WHAT IS EXPECTED:
Please output the entries below without altering a single character.
↓↓↓
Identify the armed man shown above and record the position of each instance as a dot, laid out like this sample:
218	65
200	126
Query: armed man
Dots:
↑↑↑
EXPECTED ANSWER:
Identify the armed man shown above and record the position of each instance as a dot, laid out like this sample:
218	65
200	126
Query: armed man
Dots:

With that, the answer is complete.